_LISTING_
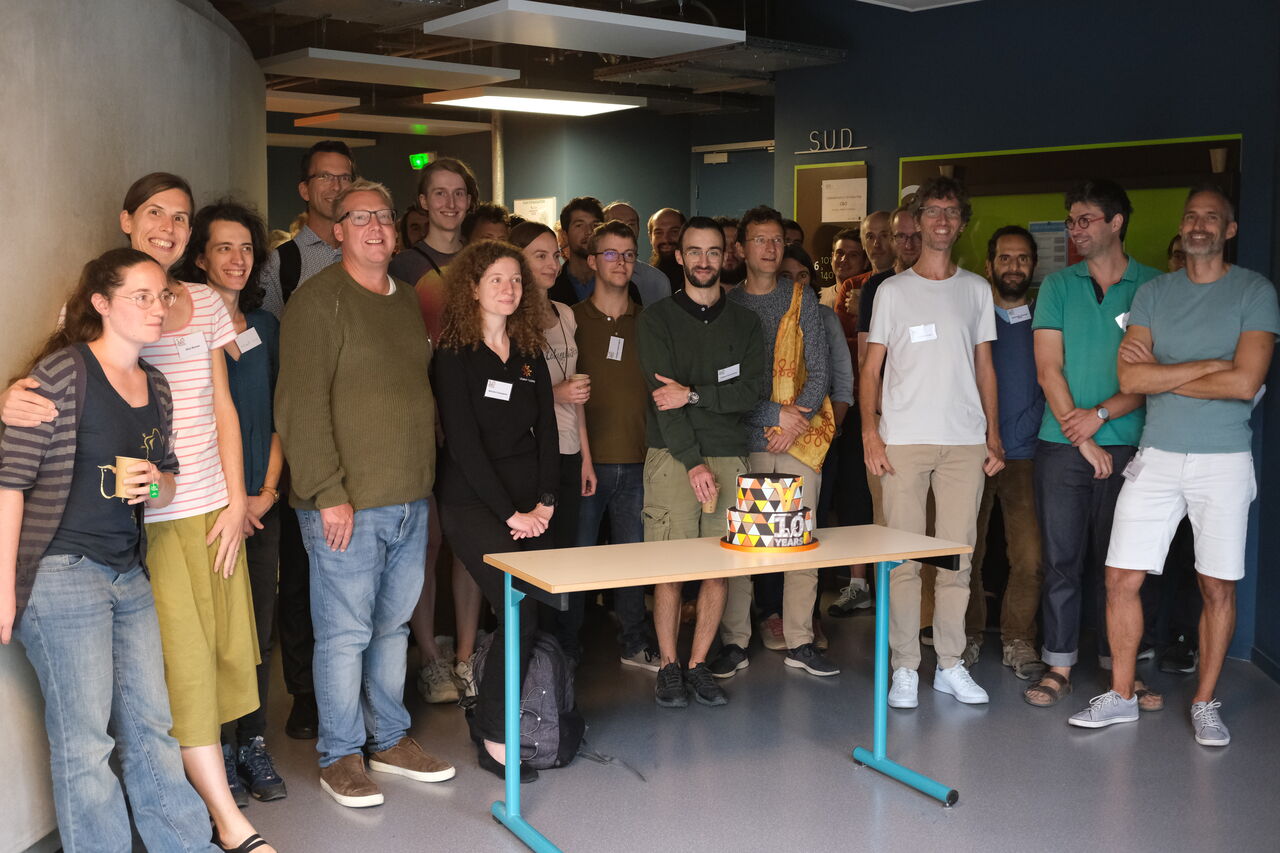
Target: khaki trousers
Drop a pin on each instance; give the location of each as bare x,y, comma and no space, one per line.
955,475
799,588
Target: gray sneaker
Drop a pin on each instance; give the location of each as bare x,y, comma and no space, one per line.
1210,729
1106,710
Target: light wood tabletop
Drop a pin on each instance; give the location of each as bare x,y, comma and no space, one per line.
563,570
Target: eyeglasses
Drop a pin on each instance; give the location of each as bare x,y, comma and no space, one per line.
936,211
360,218
613,256
325,177
145,300
1082,222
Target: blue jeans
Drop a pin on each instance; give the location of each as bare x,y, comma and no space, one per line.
361,600
620,489
94,639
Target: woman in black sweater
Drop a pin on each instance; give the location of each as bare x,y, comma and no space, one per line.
498,477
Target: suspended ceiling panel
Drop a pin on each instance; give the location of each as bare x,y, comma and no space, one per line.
391,71
306,103
410,124
544,24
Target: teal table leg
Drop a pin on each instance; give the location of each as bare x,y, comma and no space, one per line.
876,758
507,812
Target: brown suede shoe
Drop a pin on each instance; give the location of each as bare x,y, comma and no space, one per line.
407,758
347,783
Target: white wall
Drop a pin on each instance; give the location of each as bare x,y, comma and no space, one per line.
92,95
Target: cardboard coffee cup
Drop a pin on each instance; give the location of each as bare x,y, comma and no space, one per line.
120,470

_CHALLENGE_
Reproduce all of the rows above with every occurrence of "Drop a pin" replaced by "Place a marker", changing nothing else and leaving out the pictures.

_REPLY_
Target: khaki trousers
Place a marker on each instance; give the location of each as bare x,y, comma and no space, one per line.
955,475
799,588
Target: gray sneaker
Place a marker on each instance; give the location of each as bare x,y, comma and no space, one per line.
1210,729
1106,710
Target: light wood tabletop
Place a marker on each instance; give the location of each as bare x,y, comma and no space, one per line.
563,570
Target: eyeglasses
Place a marker on each instance; give the location of each as bare x,y, comma and no space, one per line.
936,211
360,218
613,256
325,177
145,300
1082,222
Target: blue jeans
Place a marker on each instance; give the location of each as bare x,y, comma and no space, one per line.
361,600
620,489
94,639
Target: woman in black sweater
Place a marker on each instance; give the location of each as bare x,y, comma and no space, one per line.
498,477
Target: suspended ceiling panel
Place a marker on each instance; give the location of each as bare x,y, comma and no space, one per line.
391,71
306,103
410,124
544,24
Target: teal table leg
Place a marker on each instance; give the location of each as bare x,y, comma and no space, one per line.
876,758
507,812
Target: brown suede shoe
Place a marker on each instance; give the location of each as bare x,y, comma and no space, one per line.
407,758
347,783
Target: white wall
Place a marker on each instance; give the location of each as bare x,y, comma and no space, one per line.
92,95
Target: cardboard coffee cup
Place a marker on each instance; give the location of each as bare x,y, comma and no space, one per line.
120,470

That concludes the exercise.